> **Source excerpt**
+ + + + +
17 January 2010
Fanning the Flame
Canadian Pacific employees used a handcar borrowed from the Heritage Park Railway Museum to move the flame
across the Lethbridge Viaduct - Steven Szabo 17 Jan 2010.
Lethbridge Alberta - After an auspicious and history-making arrival aboard an antique railway
hand car, the Olympic flame wound through Lethbridge Sunday, lighting the imaginations of thousands along the way.
The 80th day of the cross-country Olympic torch relay culminated with a celebration at Henderson Lake Park where a boisterous crowd of several thousand
cheered as Lethbridge's official torchbearer Jill Quirk lit the Olympic cauldron.
Only two hours earlier, four local CP railway men helped make history when they powered the hand car, while pulling the lit Olympic cauldron behind them,
across the mile-long expanse of the High Level Bridge.
"It's never travelled in any other mode other than by a person holding it. It's the first time it's been moved by another mode of transportation,"
said CP Rail locomotive engineer Brian Lagace, who operated the car along with fellow engineer Gord Balderston, rail car mechanic Roger Brown, and track
maintenance foreman Don Burla. Collectively, the four have 116 years of railway service.
+ + + + +
> **Written tasks**
1. In the Lethbridge torch relay article, who lit the Olympic cauldron at Henderson Lake Park?
2. From the Lethbridge torch relay article, set down word for word the part that opens with the words containing "The 80th day" and closes with "the Olympic cauldron.".
+ + + + +
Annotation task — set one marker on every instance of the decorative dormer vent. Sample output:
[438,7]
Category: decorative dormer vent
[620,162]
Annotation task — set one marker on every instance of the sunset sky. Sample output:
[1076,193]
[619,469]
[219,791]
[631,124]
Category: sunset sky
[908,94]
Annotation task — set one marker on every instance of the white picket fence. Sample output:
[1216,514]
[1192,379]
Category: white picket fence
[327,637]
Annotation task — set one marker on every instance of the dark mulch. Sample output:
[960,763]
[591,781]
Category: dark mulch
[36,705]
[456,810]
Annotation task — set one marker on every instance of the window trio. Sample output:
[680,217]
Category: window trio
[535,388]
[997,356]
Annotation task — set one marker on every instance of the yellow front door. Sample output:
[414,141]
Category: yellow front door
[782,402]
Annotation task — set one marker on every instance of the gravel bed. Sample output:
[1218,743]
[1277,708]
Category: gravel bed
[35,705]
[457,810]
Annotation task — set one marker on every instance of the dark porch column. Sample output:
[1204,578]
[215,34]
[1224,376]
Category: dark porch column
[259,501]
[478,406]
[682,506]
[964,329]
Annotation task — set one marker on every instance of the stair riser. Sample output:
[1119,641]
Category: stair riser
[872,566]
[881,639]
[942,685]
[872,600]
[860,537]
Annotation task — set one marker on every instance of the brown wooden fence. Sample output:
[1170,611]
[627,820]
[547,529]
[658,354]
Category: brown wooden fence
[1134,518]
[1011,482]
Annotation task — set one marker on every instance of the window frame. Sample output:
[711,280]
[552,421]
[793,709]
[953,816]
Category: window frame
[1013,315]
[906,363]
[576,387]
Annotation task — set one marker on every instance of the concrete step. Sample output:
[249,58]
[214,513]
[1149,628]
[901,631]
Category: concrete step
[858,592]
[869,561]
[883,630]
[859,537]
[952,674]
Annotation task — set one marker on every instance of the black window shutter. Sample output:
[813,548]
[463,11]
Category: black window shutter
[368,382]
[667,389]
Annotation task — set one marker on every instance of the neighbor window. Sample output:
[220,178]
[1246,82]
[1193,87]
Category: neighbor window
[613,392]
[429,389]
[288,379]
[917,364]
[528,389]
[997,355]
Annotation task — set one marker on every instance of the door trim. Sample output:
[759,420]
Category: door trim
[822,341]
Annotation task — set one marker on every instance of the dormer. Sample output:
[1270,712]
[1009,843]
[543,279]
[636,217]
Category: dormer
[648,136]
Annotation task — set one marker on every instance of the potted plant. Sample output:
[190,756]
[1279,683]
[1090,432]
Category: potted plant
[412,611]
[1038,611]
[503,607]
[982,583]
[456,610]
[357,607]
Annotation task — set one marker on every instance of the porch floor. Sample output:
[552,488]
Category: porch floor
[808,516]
+ + + + +
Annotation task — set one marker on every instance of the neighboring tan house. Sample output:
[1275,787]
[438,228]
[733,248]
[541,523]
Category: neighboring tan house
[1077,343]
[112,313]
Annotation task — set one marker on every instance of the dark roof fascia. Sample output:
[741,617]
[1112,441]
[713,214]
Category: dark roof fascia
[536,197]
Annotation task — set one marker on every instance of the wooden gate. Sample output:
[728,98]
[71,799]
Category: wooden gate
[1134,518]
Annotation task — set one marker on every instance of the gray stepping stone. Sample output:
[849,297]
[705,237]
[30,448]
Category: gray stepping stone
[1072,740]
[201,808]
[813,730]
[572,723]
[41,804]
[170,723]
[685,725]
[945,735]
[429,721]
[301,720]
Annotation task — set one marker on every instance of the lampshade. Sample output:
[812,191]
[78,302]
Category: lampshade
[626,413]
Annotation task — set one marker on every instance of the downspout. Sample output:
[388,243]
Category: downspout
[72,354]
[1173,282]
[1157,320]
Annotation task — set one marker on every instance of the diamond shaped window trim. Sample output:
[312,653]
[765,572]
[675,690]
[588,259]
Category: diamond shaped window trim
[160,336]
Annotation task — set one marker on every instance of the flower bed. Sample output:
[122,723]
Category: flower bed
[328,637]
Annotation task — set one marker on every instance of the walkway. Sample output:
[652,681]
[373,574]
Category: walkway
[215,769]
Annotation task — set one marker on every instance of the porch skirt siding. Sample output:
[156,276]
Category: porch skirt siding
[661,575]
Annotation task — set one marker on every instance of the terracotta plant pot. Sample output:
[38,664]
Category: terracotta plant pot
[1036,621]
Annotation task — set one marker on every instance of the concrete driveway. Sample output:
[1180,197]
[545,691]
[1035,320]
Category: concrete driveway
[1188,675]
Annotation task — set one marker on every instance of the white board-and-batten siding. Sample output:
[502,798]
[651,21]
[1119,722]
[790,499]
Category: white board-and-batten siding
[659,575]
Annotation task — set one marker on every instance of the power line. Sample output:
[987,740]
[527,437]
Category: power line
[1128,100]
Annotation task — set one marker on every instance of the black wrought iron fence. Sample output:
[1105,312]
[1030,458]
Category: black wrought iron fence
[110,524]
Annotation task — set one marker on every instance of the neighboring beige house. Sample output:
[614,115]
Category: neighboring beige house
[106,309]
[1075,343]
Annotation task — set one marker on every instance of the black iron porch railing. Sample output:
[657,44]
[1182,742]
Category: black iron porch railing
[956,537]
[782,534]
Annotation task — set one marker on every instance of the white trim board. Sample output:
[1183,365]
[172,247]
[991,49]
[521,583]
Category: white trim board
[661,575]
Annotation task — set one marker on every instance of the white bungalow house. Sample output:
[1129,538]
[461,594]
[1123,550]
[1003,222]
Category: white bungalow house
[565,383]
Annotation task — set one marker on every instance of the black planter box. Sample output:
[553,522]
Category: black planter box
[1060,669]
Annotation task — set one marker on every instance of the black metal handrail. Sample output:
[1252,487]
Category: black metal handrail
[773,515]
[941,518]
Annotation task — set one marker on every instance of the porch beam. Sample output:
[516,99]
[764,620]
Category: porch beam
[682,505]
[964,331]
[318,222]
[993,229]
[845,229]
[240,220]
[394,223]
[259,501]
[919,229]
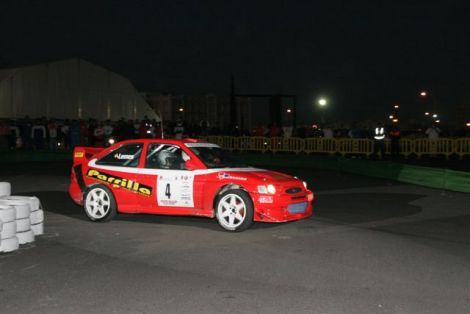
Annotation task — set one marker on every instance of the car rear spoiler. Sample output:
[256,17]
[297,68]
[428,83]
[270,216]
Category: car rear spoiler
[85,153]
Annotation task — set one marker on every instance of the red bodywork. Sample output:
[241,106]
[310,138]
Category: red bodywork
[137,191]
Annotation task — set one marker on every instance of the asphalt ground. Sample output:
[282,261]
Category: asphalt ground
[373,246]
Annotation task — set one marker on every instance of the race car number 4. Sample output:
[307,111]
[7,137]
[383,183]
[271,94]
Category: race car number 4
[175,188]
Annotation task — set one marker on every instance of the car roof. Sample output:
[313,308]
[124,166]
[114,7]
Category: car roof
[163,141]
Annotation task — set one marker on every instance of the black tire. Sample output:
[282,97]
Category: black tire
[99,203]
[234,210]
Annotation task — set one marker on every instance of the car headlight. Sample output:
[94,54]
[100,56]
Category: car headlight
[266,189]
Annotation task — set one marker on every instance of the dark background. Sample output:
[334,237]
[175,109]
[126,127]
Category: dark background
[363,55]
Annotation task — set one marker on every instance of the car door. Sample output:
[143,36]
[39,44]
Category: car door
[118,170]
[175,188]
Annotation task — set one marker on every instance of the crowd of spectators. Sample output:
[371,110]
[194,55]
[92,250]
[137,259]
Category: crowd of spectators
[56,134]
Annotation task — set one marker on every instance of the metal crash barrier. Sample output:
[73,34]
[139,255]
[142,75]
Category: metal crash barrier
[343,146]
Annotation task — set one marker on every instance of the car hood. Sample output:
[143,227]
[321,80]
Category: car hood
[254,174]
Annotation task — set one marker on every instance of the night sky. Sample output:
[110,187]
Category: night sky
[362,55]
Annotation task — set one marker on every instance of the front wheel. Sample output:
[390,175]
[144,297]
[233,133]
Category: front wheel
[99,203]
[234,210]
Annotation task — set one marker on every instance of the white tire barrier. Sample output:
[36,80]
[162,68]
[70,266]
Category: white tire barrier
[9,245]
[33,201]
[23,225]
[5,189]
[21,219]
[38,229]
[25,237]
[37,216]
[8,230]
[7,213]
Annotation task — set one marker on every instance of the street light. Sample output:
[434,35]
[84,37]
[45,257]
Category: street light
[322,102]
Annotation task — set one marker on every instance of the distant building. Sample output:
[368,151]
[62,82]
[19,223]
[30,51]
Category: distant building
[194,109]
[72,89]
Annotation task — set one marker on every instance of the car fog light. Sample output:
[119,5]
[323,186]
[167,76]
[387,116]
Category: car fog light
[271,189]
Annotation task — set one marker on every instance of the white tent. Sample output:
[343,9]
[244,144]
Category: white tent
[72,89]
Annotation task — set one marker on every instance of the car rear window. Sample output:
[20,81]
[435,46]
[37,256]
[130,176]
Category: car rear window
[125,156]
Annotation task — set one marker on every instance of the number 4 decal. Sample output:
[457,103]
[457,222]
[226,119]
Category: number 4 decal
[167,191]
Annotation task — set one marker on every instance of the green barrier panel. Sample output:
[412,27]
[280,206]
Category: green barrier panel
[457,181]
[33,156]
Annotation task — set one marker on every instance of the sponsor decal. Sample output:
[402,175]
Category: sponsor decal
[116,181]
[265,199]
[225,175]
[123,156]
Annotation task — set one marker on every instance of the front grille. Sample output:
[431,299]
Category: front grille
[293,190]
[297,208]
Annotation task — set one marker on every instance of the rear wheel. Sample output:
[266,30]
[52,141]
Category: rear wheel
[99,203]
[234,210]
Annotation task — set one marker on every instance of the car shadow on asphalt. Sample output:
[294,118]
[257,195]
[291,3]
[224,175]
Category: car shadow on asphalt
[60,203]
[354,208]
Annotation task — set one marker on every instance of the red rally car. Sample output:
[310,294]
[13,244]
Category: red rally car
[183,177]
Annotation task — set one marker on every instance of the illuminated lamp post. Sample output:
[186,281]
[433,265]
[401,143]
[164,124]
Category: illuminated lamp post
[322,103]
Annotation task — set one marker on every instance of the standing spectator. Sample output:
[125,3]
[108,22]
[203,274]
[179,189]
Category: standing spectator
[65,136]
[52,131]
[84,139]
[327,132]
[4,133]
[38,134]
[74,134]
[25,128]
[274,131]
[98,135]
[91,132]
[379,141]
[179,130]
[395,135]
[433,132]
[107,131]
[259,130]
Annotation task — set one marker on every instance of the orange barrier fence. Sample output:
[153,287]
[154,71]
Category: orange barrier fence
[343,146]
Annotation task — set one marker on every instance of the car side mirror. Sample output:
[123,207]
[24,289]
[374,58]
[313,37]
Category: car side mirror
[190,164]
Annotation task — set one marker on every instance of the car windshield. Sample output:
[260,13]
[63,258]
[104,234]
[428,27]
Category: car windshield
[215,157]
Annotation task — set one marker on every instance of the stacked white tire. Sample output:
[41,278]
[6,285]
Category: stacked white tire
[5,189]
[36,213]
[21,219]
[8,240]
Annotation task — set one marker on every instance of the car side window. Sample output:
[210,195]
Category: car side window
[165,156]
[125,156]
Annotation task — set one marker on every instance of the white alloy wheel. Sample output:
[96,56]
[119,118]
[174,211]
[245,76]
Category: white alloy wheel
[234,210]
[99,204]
+ + + + +
> **Answers to the exercise**
1. Jill Quirk, Lethbridge's official torchbearer, lit the cauldron.

2.
The 80th day of the cross-country Olympic torch relay culminated with a celebration at Henderson Lake Park where a boisterous crowd of several thousand
cheered as Lethbridge's official torchbearer Jill Quirk lit the Olympic cauldron.